+++ SOURCE PASSAGE

Wednesday November 15 1:42 AM ET
U.S. Congress OKs Bill to Avert Trade War with EU

By Adam Entous

WASHINGTON (Reuters) - The House gave final congressional approval Tuesday
to legislation aimed at averting, at least temporarily, billions of dollars
in sanctions against U.S. goods in a heated dispute with Europe over tax
breaks for American exporters.

After months of delay, the House voted 316-72 in favor of White House-backed
legislation repealing the Foreign Sales Corp. (FSC) program, which doles out
tax breaks to exporters through offshore subsidiaries, and replacing it with
a new tax-relief system for U.S. companies.

The legislation has already won Senate backing and White House officials
said President Clinton (news - web sites) would sign it into law before
Friday, the deadline set by the European Union (news - web sites).

The EU will still seek World Trade Organization (news - web sites) (WTO)
permission to impose sanctions on U.S. exports, but U.S. and EU officials
stressed that the sanctions would only take effect if the WTO strikes down
the new legislation at the end of a review process that could drag on until
mid-2001.

Deputy U.S. Treasury Secretary Stuart Eizenstat played down the EU sanctions
list, calling it a ``technical step'' and predicting that it would have no
``disruptive impact'' on transatlantic trade flows.

Eizenstat said he spoke directly to EU Trade Commissioner Pascal Lamy
minutes after the House vote and was assured that the sanctions list would
be ``general rather than specific'' and would not target specific U.S.
industry sectors.

The Geneva-based WTO ruled last February that the FSC program was an illegal
export subsidy, handing the EU a major trade victory, and told Washington to
repeal it by Oct. 1.

The United States missed that deadline, as well as a second Nov. 1 cutoff.
The EU then announced a final deadline of Nov. 17 for Congress and the
president to enact the legislation, setting off a flurry of activity on
Capitol Hill culminating in Tuesday's final passage.

Republican leaders had initially included the FSC overhaul in their $240
billion tax-cut package. But under pressure from big business and key
lawmakers, they agreed to move the FSC separately. The larger tax-cut
package appears to be doomed for the year.

``Mother Of All Trade Wars'' Averted

During the brief House debate, Ways and Means Committee Chairman Bill Archer
appealed to lawmakers to repeal the FSC, saying the dispute could spark the
``mother of all trade wars.''

``It is critical for continued U.S. competitiveness in the global
marketplace. It is critical for our nation's economic security. And most
important, it is critical to preserve as many as 5 million jobs for American
workers and their families,'' said Archer, a Texas Republican.

Eizenstat said the United States narrowly ``avoided a train wreck'' between
the world's largest trading powers.

The legislation, which won Senate approval by voice vote on Nov. 1, repeals
the FSC program and replaces it with a new system offering up to $6 billion
a year in tax breaks to big exporters such as Boeing Co. (NYSE:BA - news)
and Microsoft Corp. (NasdaqNM:MSFT - news), among others.

++++++

## GIVEN REQUEST
Answer these questions from the trade-dispute article above:
(a) By what vote did the House approve the legislation?
(b) What final deadline did the EU set for enacting the legislation?
(c) How much per year in tax breaks does the new system offer?

+++ DATA EXTRACT

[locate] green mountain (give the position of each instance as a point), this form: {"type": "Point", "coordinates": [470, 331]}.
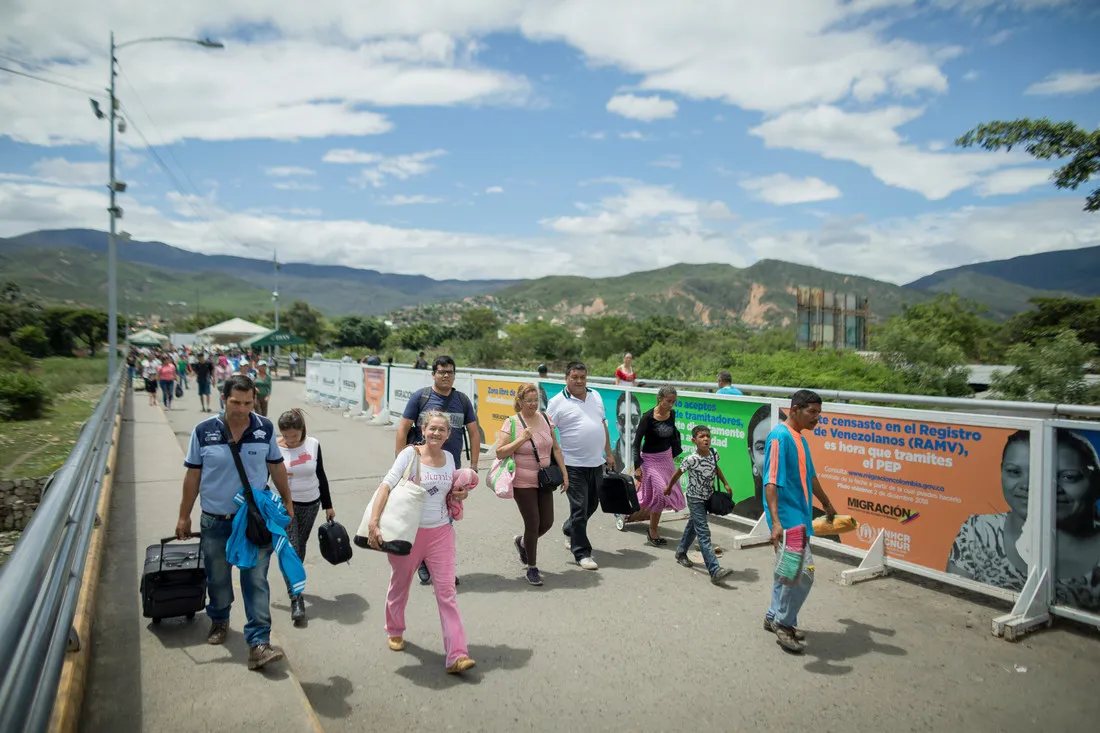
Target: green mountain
{"type": "Point", "coordinates": [760, 295]}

++++++

## ANSWER
(a) 316-72
(b) Nov. 17
(c) Up to $6 billion a year